§ Article:

———

Un volcan d’Alaska a jadis stimulé le changement climatique, assombrissant le ciel méditerranéen, lançant une famine et changeant peut-être l’histoire.
LONDRES, 1er juillet 2020 – Une fois de plus, les géologues ont montré que le changement climatique peut être lié à certains des moments les plus dramatiques de l’histoire humaine : les troubles civils de la République romaine qui se sont terminés par la chute d’une dynastie grecque en Égypte et la montée de l’Empire romain.
Les étés juste après l’assassinat de Jules César en 44 avant notre ère (avant l’ère chrétienne) ont été parmi les plus froids dans l’hémisphère nord depuis des milliers d’années, et ce refroidissement soudain et prolongé peut être lié aux récoltes perdues, à la famine, à l’échec de la très importante crue du Nil et à la mort du Romain Marc Antoine et de la dernière des souveraines ptolémaïques d’Égypte, Cléopâtre.
Le déclencheur de cette ombre froide sur le théâtre méditerranéen de l’histoire ? Les températures estivales et automnales sont tombées jusqu’à 7°C en dessous de la normale parce que, de l’autre côté de l’hémisphère, un volcan de l’Alaska est entré en éruption en 43 avant notre ère pour projeter des quantités colossales de suie et de sulfates dans la stratosphère et atténuer le rayonnement solaire pendant une bonne partie de la décennie suivante.

———

§ Extrait des données:
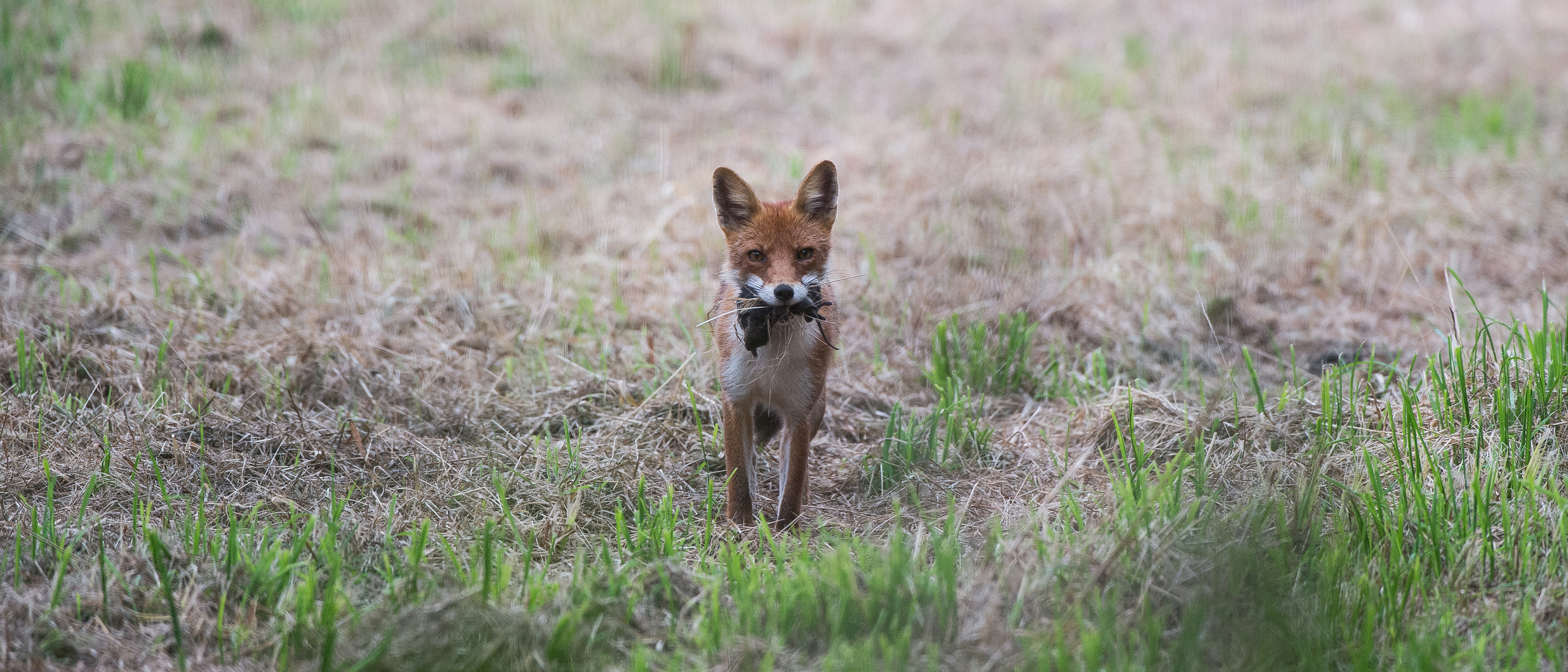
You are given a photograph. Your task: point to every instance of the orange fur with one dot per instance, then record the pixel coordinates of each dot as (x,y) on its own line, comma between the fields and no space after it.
(783,381)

———

§ Exercices:
(a) Traduisez en anglais cette phrase de l'article : « Un volcan d’Alaska a jadis stimulé le changement climatique, assombrissant le ciel méditerranéen, lançant une famine et changeant peut-être l’histoire. »
(b) Répondez aux questions suivantes à partir de l'article.
(i) Selon l'article, quelle dynastie a chuté à l'issue des troubles civils de la République romaine ?
(ii) Après quel événement de 44 avant notre ère les étés ont-ils compté parmi les plus froids de l'hémisphère nord ?
(iii) Qu'est-ce que le volcan d'Alaska a projeté dans la stratosphère ?
(c) Résumez l'article en deux phrases.

§ Corrigés détaillés:
(a) An Alaskan volcano once spurred climate change, darkening the Mediterranean sky, triggering a famine, and perhaps changing history.

(b)
(i) Une dynastie grecque en Égypte.
(ii) L'assassinat de Jules César.
(iii) Des quantités colossales de suie et de sulfates.

(c) Un volcan d'Alaska entré en éruption en 43 avant notre ère a projeté de la suie et des sulfates dans la stratosphère. Les températures estivales et automnales ont alors chuté jusqu'à 7 °C sous la normale, un refroidissement qui peut être lié à des récoltes perdues, à la famine, à l'échec de la crue du Nil et à la mort de Marc Antoine et de Cléopâtre.